- **EXERCISE REQUIREMENTS**: Retype the whole listing exactly.

- **DATA SECTION**:
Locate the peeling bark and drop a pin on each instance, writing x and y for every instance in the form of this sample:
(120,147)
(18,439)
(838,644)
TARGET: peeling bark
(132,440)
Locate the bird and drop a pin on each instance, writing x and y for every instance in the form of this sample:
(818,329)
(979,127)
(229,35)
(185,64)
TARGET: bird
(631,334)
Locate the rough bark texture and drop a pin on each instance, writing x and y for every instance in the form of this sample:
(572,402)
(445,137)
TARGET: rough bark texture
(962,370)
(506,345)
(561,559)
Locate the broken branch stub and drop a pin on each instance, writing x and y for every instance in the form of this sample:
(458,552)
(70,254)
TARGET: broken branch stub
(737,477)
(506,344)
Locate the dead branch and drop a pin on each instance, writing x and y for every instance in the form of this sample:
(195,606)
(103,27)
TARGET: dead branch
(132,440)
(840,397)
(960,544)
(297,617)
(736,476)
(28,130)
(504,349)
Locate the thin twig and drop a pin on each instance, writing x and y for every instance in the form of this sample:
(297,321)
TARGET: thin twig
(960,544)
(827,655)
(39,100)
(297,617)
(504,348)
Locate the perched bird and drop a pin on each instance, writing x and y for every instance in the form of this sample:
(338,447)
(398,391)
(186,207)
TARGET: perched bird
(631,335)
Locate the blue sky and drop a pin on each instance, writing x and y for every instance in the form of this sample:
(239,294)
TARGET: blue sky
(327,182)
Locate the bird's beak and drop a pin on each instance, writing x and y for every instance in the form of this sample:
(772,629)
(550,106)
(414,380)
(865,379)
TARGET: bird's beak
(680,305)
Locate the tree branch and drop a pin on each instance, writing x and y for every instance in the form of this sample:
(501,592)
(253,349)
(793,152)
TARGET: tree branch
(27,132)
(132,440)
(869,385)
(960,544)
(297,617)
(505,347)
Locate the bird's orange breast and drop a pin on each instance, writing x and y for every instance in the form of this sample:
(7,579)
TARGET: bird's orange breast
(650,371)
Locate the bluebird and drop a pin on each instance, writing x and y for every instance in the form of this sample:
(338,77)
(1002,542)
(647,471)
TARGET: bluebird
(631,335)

- **COMPLETED TASK**:
Locate the peeling bark and drop a pin on each instance, writing x and y for every instance in the form of this sample:
(120,147)
(18,439)
(838,644)
TARGET: peeling bark
(132,440)
Locate the bird and drop a pin on each instance, writing x and y for every instance in the form of this sample:
(818,329)
(979,127)
(229,35)
(185,64)
TARGET: bird
(631,334)
Locate the rough bark texture and drop a pin on each instance, writing x and y for every instance in the form of this sample:
(572,402)
(445,137)
TARGET: rough bark texture
(962,370)
(506,345)
(561,559)
Locate the broken branch stub and drop a pin on each instance, writing x and y for every instance in the form of this sample:
(458,552)
(70,254)
TARGET: broken branch stub
(737,477)
(506,344)
Locate the dead branch and drop a pin on each instance, writing x and y for every instance in the form of this sample:
(195,606)
(103,27)
TARGET: dead branch
(132,440)
(840,397)
(960,544)
(297,617)
(736,476)
(28,130)
(504,349)
Locate the thin twig and drop a pin on each instance, writing x and y for every instance in the form of this sample:
(297,321)
TARGET: thin twig
(960,544)
(827,655)
(39,100)
(297,617)
(504,348)
Locate the perched bird and drop a pin on each instance, writing x and y for every instance in the form of this sample:
(338,447)
(398,391)
(186,207)
TARGET: perched bird
(631,335)
Locate the blue sky and drop a pin on each instance, writing x and y for every instance in the form of this sample:
(239,294)
TARGET: blue sky
(327,182)
Locate the bird's beak and drop a pin on each instance, writing x and y for every instance in the form of this sample:
(772,629)
(550,106)
(414,380)
(865,379)
TARGET: bird's beak
(680,305)
Locate the tree branch and drop a pin on each instance, writing x and y for every instance in the form of this sample:
(501,592)
(253,349)
(793,152)
TARGET: tree branch
(27,132)
(132,440)
(869,385)
(960,544)
(297,617)
(505,347)
Locate the bird's orange breast and drop a pin on each instance, writing x and y for every instance in the form of this sample:
(7,579)
TARGET: bird's orange breast
(650,371)
Locate the bluebird and drop a pin on each instance, writing x and y for every instance in the form of this sample:
(338,77)
(1002,542)
(647,471)
TARGET: bluebird
(631,335)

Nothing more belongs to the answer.